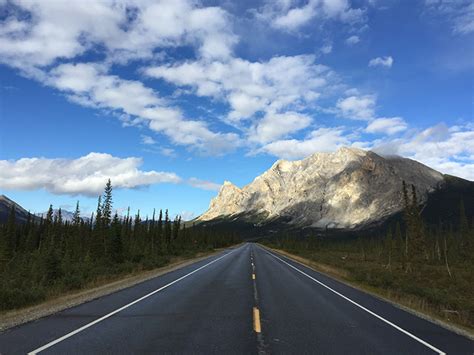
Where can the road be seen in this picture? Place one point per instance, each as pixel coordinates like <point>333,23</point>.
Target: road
<point>243,300</point>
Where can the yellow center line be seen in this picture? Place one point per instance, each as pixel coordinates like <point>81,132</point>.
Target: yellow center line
<point>256,320</point>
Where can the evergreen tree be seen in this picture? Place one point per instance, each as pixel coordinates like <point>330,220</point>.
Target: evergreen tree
<point>76,218</point>
<point>8,239</point>
<point>107,205</point>
<point>116,245</point>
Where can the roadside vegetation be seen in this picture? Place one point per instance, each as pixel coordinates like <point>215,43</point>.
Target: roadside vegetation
<point>43,259</point>
<point>426,268</point>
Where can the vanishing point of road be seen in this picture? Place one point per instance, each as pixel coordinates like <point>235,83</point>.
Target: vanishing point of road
<point>245,300</point>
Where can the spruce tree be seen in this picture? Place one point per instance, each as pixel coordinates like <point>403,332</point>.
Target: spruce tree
<point>107,204</point>
<point>76,219</point>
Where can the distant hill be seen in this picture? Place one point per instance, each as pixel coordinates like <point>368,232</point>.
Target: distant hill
<point>5,207</point>
<point>65,214</point>
<point>347,191</point>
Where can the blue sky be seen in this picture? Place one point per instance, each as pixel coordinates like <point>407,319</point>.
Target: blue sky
<point>171,98</point>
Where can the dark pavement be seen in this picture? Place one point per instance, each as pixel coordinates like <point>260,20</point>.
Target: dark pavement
<point>215,306</point>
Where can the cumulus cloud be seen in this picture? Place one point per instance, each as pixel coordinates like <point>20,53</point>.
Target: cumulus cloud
<point>203,184</point>
<point>255,88</point>
<point>88,84</point>
<point>320,140</point>
<point>352,40</point>
<point>447,149</point>
<point>460,14</point>
<point>289,15</point>
<point>357,107</point>
<point>387,125</point>
<point>147,140</point>
<point>276,125</point>
<point>36,33</point>
<point>86,175</point>
<point>386,62</point>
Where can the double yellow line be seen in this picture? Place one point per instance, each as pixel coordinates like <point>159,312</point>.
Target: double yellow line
<point>256,320</point>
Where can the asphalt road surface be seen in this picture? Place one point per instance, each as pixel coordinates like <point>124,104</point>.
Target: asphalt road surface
<point>245,300</point>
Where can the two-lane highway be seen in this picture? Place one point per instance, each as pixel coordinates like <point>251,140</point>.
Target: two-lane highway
<point>244,300</point>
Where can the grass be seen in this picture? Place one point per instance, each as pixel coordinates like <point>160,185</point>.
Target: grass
<point>428,289</point>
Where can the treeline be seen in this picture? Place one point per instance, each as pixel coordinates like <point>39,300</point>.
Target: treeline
<point>42,258</point>
<point>429,267</point>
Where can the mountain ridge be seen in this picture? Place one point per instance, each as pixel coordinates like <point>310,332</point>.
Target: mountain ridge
<point>347,190</point>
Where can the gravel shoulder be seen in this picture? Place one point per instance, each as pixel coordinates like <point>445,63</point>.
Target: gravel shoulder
<point>19,316</point>
<point>342,276</point>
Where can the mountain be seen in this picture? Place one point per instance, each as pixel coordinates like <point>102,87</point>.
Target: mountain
<point>21,214</point>
<point>65,215</point>
<point>349,190</point>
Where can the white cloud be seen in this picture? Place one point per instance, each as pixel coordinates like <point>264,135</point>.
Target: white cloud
<point>320,140</point>
<point>459,13</point>
<point>63,30</point>
<point>147,140</point>
<point>357,107</point>
<point>203,184</point>
<point>255,91</point>
<point>352,40</point>
<point>276,125</point>
<point>388,126</point>
<point>87,84</point>
<point>327,48</point>
<point>386,62</point>
<point>447,149</point>
<point>86,175</point>
<point>289,15</point>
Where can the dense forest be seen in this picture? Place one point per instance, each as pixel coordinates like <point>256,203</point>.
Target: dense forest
<point>39,260</point>
<point>426,267</point>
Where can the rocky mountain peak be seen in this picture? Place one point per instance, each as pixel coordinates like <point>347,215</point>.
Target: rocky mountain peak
<point>345,189</point>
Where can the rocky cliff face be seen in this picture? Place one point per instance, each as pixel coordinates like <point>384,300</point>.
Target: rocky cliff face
<point>343,190</point>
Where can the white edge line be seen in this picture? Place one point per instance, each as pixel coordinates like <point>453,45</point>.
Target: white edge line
<point>64,337</point>
<point>362,307</point>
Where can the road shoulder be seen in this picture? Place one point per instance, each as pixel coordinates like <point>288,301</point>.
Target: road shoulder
<point>20,316</point>
<point>341,276</point>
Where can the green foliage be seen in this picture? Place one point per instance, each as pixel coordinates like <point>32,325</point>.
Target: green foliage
<point>51,257</point>
<point>432,264</point>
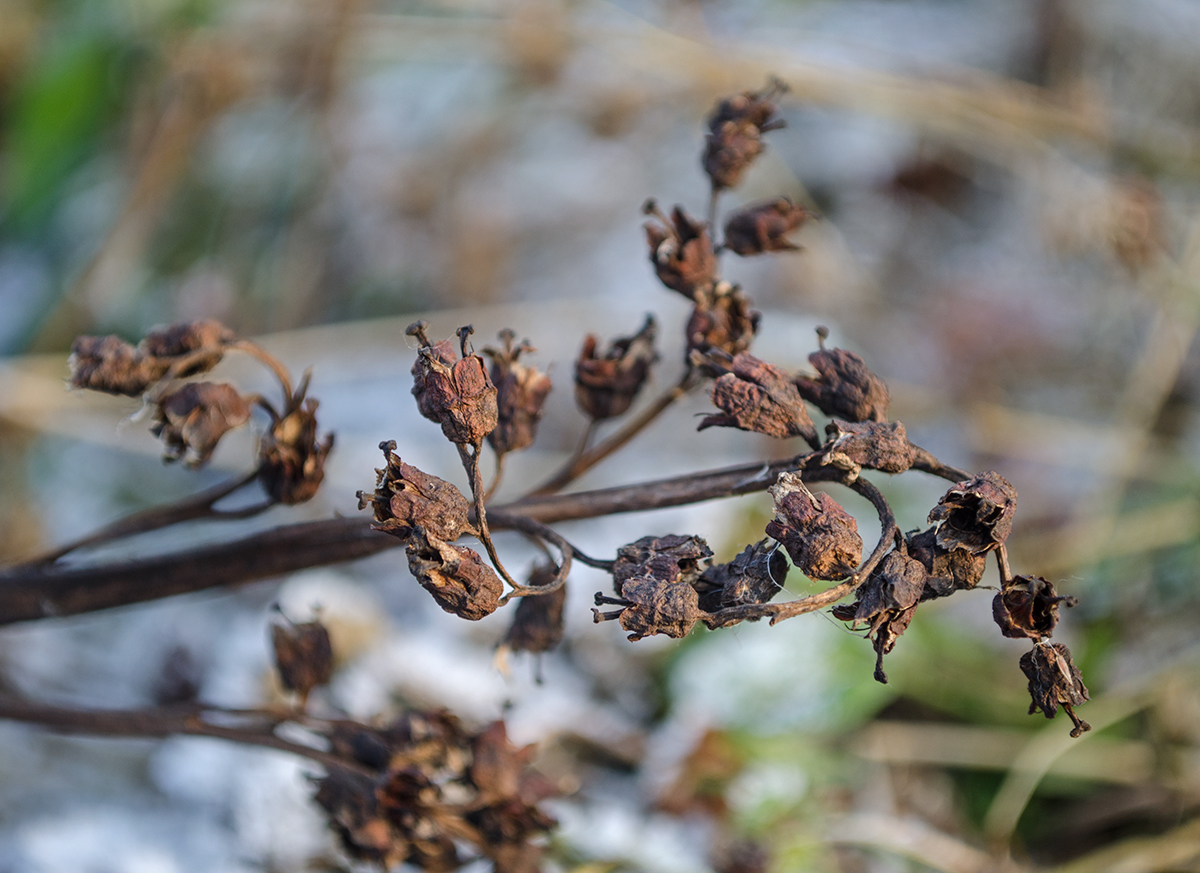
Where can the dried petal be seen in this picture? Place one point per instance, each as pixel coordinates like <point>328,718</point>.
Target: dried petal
<point>1055,681</point>
<point>292,461</point>
<point>456,393</point>
<point>304,655</point>
<point>845,387</point>
<point>754,577</point>
<point>538,622</point>
<point>456,576</point>
<point>976,515</point>
<point>1027,607</point>
<point>760,397</point>
<point>672,558</point>
<point>762,227</point>
<point>821,537</point>
<point>882,446</point>
<point>721,319</point>
<point>736,130</point>
<point>606,386</point>
<point>407,498</point>
<point>192,420</point>
<point>681,251</point>
<point>520,396</point>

연습 문제 = 위의 자료를 처음부터 끝까지 한 줄도 바꾸지 말고 그대로 다시 옮겨 적으세요. 그림은 답에 넣지 마세요.

아래 답안 =
Where can the road be seen in this picture? Place one point per instance, each as pixel coordinates like <point>333,23</point>.
Target: road
<point>243,300</point>
Where can the yellow center line be seen in this picture? Place one point per instance, each as pixel coordinates like <point>81,132</point>.
Target: yellow center line
<point>256,320</point>
Where can the evergreen tree be seen in this picture? Place one point per instance, each as pixel coordinates like <point>330,220</point>.
Target: evergreen tree
<point>76,218</point>
<point>8,239</point>
<point>107,205</point>
<point>116,245</point>
Where can the roadside vegetation be seen in this picture? Place one point per instance, each as pixel coordinates like <point>215,43</point>.
Target: roadside vegetation
<point>43,259</point>
<point>426,268</point>
Where can the vanishing point of road be seen in this picture? Place one point per instance, each as pixel coordinates like <point>235,83</point>.
Target: vanishing point of road
<point>245,300</point>
Where can the spruce tree be seen in this picture? Place one point per instance, each as pixel coordinates like <point>403,332</point>.
Target: spruce tree
<point>107,204</point>
<point>76,219</point>
Where can the distant hill be seen in this picture? Place one point per instance, each as pixel coordinates like <point>368,232</point>.
Target: distant hill
<point>5,207</point>
<point>65,214</point>
<point>347,191</point>
Where can the blue sky be seen in this picture? Place one point per instance, each as pixel coordinates like <point>407,319</point>.
Target: blue sky
<point>171,98</point>
Where can the dark pavement be seen in this picture? Place one point per instance, each as pixel coordinates like <point>260,20</point>.
Target: dark pavement
<point>215,306</point>
Where can the cumulus cloud be seen in this picture? Place one point per instance, each as pixel coordinates like <point>20,53</point>.
Target: cumulus cloud
<point>203,184</point>
<point>255,88</point>
<point>88,84</point>
<point>320,140</point>
<point>352,40</point>
<point>447,149</point>
<point>460,14</point>
<point>289,15</point>
<point>357,107</point>
<point>387,125</point>
<point>147,140</point>
<point>276,125</point>
<point>36,33</point>
<point>86,175</point>
<point>386,62</point>
Where can the double yellow line be seen in this picture? Place one point per instance, each as pixel coordinates like <point>159,312</point>.
Target: double yellow line
<point>256,320</point>
Where can the asphalt road surface be seen in this picture? Place one point per instance, each as pixel coordinates like <point>124,104</point>.
Target: asphalt road surface
<point>245,300</point>
Where can the two-lane highway be seen in this picture? Place one point per instance, each as pixel coordinates like <point>251,140</point>.
Target: two-lane highway
<point>244,300</point>
Where can the grass be seen in this picture? Place one point per instance, each as pixel coordinates like <point>160,185</point>.
Target: grass
<point>428,289</point>
Where can the treeline be seen in this picture? Place one point per instance, each as pixel coordinates like <point>39,300</point>.
Target: treeline
<point>42,258</point>
<point>429,267</point>
Where can the mountain ridge be seen in this picture? Place one point per instance, each as pixel coordinates like <point>310,332</point>.
Target: mountain ridge
<point>347,190</point>
Where can the gravel shoulder be seen in this picture? Place one point per instance, each as pixel coordinates like <point>445,63</point>.
Target: gravel shoulder
<point>19,316</point>
<point>342,276</point>
Where can the mountain be seen in this picture? Place one point per instance, each as pixel coordinates like <point>102,87</point>.
Target: mountain
<point>21,214</point>
<point>65,215</point>
<point>349,190</point>
Where can the white cloud be seen in this picture? Place one point per instance, each as pixel coordinates like <point>264,135</point>.
Target: white cloud
<point>320,140</point>
<point>459,13</point>
<point>63,30</point>
<point>147,140</point>
<point>357,107</point>
<point>203,184</point>
<point>255,91</point>
<point>352,40</point>
<point>276,125</point>
<point>388,126</point>
<point>87,84</point>
<point>327,48</point>
<point>386,62</point>
<point>447,149</point>
<point>86,175</point>
<point>289,15</point>
Where can the dense forest be seen in this picture? Place one point per instance, each as pixel coordinates like <point>256,203</point>.
Target: dense forest
<point>39,260</point>
<point>426,267</point>
Where can the rocky mountain peak be seen in this picture? Place one point per instance, each as pixel coordinates like <point>347,215</point>.
Target: rocky mountain peak
<point>345,189</point>
Where can the rocky cliff face be seen in this picture? Place one point per instance, each as pixel coordinates like <point>384,300</point>.
Target: rocky cliff face
<point>343,190</point>
Where can the white edge line be seen in this picture? Place one point per instance, each as pixel coordinates like <point>453,45</point>.
Target: white edge line
<point>64,337</point>
<point>362,307</point>
Where can the road shoulder be seen in this picture? Place one point per instance, each as pixel coordinates like <point>288,301</point>.
Target: road shoulder
<point>20,316</point>
<point>341,276</point>
Where can the green foliage be seen in this picture? Place one point per instance, each as pixel coordinates like <point>32,325</point>.
Target: green foliage
<point>51,257</point>
<point>432,264</point>
Where can the dried petal be seen in this picture? Place one point per instance, each as pixel coordinates like <point>328,718</point>.
Target: dried petal
<point>1055,681</point>
<point>292,461</point>
<point>456,393</point>
<point>304,655</point>
<point>845,387</point>
<point>754,577</point>
<point>538,622</point>
<point>456,576</point>
<point>976,515</point>
<point>1027,607</point>
<point>760,397</point>
<point>672,558</point>
<point>762,227</point>
<point>821,537</point>
<point>882,446</point>
<point>721,319</point>
<point>736,130</point>
<point>606,386</point>
<point>407,498</point>
<point>192,420</point>
<point>681,251</point>
<point>520,396</point>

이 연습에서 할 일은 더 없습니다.